What is needed – Make an exact copy of the records below. Include every line.

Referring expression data
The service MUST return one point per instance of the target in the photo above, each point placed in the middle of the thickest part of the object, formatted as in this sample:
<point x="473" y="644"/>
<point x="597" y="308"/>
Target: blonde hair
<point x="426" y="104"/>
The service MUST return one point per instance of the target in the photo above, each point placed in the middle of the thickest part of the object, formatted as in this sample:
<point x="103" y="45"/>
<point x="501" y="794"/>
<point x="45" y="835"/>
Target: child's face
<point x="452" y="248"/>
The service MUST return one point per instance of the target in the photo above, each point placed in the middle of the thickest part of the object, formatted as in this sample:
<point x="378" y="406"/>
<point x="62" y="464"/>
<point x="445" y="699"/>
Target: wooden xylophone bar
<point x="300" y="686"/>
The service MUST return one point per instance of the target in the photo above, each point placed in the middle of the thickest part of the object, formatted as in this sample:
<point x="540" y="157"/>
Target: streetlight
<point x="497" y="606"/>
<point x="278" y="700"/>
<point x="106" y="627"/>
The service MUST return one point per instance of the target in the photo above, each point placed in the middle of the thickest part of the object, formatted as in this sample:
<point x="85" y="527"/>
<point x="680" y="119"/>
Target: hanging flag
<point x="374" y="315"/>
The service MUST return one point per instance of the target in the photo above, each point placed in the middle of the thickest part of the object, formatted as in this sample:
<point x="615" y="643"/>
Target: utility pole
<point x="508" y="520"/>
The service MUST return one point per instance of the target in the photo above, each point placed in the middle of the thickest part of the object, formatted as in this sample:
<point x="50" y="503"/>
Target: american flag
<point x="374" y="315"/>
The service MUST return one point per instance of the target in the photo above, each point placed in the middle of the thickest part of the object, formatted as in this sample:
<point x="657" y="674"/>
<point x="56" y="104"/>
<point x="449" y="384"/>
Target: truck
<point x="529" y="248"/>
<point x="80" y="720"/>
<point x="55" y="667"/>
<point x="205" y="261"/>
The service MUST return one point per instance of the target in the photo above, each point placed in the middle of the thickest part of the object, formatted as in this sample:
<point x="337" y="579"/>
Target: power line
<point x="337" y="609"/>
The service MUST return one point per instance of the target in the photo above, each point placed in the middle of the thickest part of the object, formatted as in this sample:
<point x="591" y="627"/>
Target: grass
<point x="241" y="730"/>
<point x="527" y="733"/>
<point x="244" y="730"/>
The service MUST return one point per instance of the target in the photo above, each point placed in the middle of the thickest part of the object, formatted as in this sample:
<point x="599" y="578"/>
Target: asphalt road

Response below –
The service MUST return one point per instance of the target in the photo above, each point placed in the middle of the thickest part of the object, formatted as in this sample:
<point x="473" y="644"/>
<point x="597" y="308"/>
Target: blonde hair
<point x="426" y="104"/>
The service MUST return one point per instance of the target in the photo above, each point placed in the middle of the thickest part of the object, formatted as in this sample:
<point x="103" y="45"/>
<point x="501" y="794"/>
<point x="45" y="835"/>
Target: child's face
<point x="452" y="248"/>
The service MUST return one point per instance of the target in the photo above, each point placed in the middle of the thickest part of the object, formatted as in this sample:
<point x="378" y="406"/>
<point x="62" y="464"/>
<point x="445" y="699"/>
Target: wooden xylophone bar
<point x="300" y="686"/>
The service MUST return one point per instance of the target in the photo above, each point placed in the middle of the thickest part of the object, formatted as in this sample:
<point x="540" y="157"/>
Target: streetlight
<point x="497" y="606"/>
<point x="278" y="700"/>
<point x="106" y="627"/>
The service MUST return one point per instance of the target in the photo above, each point placed in the middle of the thickest part of the object, formatted as in this sample:
<point x="85" y="527"/>
<point x="680" y="119"/>
Target: hanging flag
<point x="374" y="315"/>
The service MUST return one point per instance of the target in the photo above, each point placed in the middle of the thickest part of the object, formatted as in this sample:
<point x="615" y="643"/>
Target: utility pole
<point x="508" y="520"/>
The service MUST return one point per instance of the target in the photo above, each point placed in the middle of the thickest part of the object, formatted as in this sample:
<point x="50" y="503"/>
Target: american flag
<point x="374" y="315"/>
The service MUST return one point per instance of the target in the photo above, each point placed in the middle of the thickest part of the object, formatted as in this sample:
<point x="657" y="674"/>
<point x="56" y="104"/>
<point x="449" y="384"/>
Target: truck
<point x="529" y="248"/>
<point x="80" y="720"/>
<point x="55" y="667"/>
<point x="205" y="261"/>
The service MUST return one point per instance of the target in the photo above, each point placed in the middle of the thickest part of the object, formatted as in this sample:
<point x="337" y="579"/>
Target: power line
<point x="337" y="609"/>
The service MUST return one point per instance of the target in the photo above, each point placed in the middle of the thickest part of the object, formatted as in this sample:
<point x="591" y="627"/>
Target: grass
<point x="241" y="730"/>
<point x="527" y="733"/>
<point x="244" y="730"/>
The service MUST return one point per instance of the target in the photo above, each point placed in the middle of the thickest part of the object, formatted as in this sample:
<point x="599" y="578"/>
Target: asphalt road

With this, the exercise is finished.